Objetivo: Por favor, transcreva sem alterações a parte do texto sobre a vênia conjugal que se abre com as palavras contendo "Lembre-se, uma vez" e se fecha com "em instrumento público.".

Lembre-se, uma vez mais que, se tratando de hipótese legal em que o ato é anulável (ou mesmo ineficaz, no que tange a fiança ou aval), admite-se a ratificação do ato pelo cônjuge preterido. A convalidação deve ser por escrito, com reconhecimento de firma, se não for em instrumento público.

Em coerência com a parte geral do Código Civil , no particular quanto ao princípio da conservação do negócio jurídico, no viés da ratificação ou saneamento, o parágrafo unicodo artt . 1.649 admite posterior aprovação pelo cônjuge inicialmente prejudicado (que não havia autorizado), nos seguintes termos: “A aprovação torna válido o ato, desde que feita por instrumento público, ou particular, autenticado”.

Nesse descortino, o cônjuge que não tenha sido chamado a dar autorização no ato da alienação, nos termos do art.  220 do Código Civil , poderá comparecer a posteriori para convalidar o negócio jurídico celebrado. É a aplicação do princípio da conservação dos negócios jurídicos no viés da ratificação (art.  172 do CC): “o negócio anulável pode ser confirmado pelas partes, salvo direito de terceiro”.

Por último, cumpre verificar, sob o prisma do Registrador Imobiliário, se a ausência da vênia conjugal em alienação imobiliária é motivo bastante para qualificação negativa do título.

Como já referido, ante a ausência de vênia conjugal, a lei comina pena de anulabilidade, sendo que se verifica a existência de duas possíveis teses para solucionar o questionamento.

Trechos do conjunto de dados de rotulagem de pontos
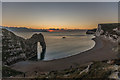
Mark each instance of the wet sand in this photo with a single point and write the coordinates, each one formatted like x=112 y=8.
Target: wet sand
x=101 y=51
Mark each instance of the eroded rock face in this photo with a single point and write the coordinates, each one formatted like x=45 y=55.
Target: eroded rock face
x=32 y=42
x=15 y=48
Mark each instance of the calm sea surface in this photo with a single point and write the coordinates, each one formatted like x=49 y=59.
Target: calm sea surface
x=57 y=47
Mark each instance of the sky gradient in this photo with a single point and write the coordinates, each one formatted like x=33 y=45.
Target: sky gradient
x=69 y=15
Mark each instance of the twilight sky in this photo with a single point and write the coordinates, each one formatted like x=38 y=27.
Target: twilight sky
x=70 y=15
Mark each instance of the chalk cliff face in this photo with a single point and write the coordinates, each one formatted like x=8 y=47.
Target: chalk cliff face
x=15 y=48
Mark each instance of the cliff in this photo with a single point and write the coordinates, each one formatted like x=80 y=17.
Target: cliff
x=15 y=48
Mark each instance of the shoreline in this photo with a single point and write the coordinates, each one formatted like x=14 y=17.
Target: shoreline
x=101 y=51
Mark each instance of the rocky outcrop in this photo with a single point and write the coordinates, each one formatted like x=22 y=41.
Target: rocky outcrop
x=32 y=42
x=15 y=48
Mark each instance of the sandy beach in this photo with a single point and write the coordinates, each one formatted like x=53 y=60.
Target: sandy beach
x=101 y=51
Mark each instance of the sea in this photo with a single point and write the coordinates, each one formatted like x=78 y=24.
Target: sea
x=57 y=47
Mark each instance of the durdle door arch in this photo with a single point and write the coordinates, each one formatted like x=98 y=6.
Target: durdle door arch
x=38 y=45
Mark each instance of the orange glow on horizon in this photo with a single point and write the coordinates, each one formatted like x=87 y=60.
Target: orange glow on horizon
x=45 y=27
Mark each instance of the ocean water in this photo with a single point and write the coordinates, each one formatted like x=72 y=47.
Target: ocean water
x=57 y=47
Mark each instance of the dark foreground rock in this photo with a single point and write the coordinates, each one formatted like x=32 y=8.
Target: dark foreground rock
x=15 y=48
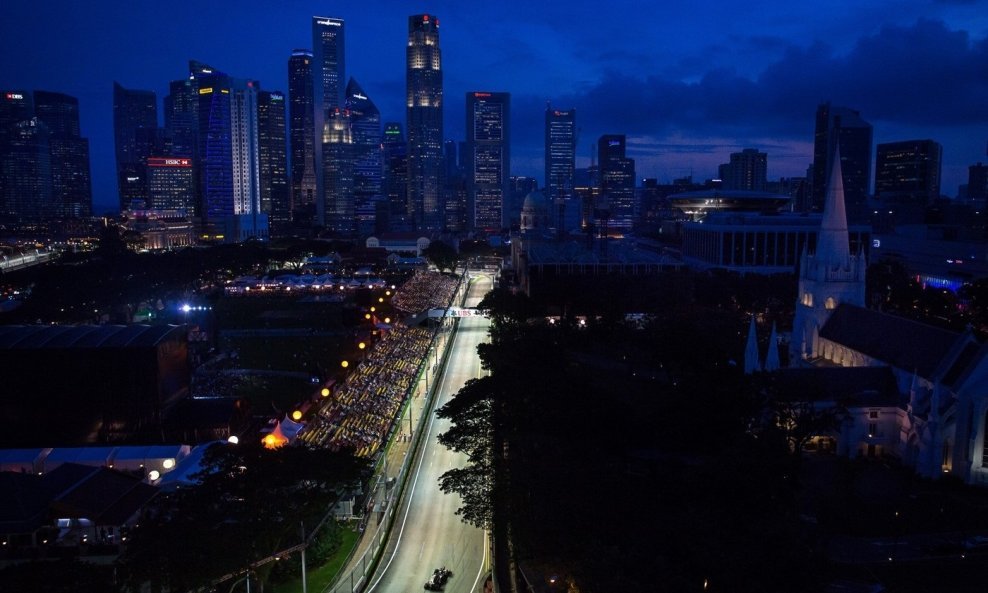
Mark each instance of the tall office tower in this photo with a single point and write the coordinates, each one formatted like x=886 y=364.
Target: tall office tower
x=519 y=188
x=617 y=183
x=907 y=173
x=365 y=127
x=132 y=110
x=273 y=160
x=181 y=117
x=72 y=194
x=424 y=121
x=229 y=157
x=454 y=192
x=395 y=180
x=747 y=170
x=337 y=152
x=15 y=106
x=302 y=136
x=328 y=80
x=560 y=152
x=27 y=194
x=488 y=162
x=171 y=184
x=842 y=127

Resultado:
Lembre-se, uma vez mais que, se tratando de hipótese legal em que o ato é anulável (ou mesmo ineficaz, no que tange a fiança ou aval), admite-se a ratificação do ato pelo cônjuge preterido. A convalidação deve ser por escrito, com reconhecimento de firma, se não for em instrumento público.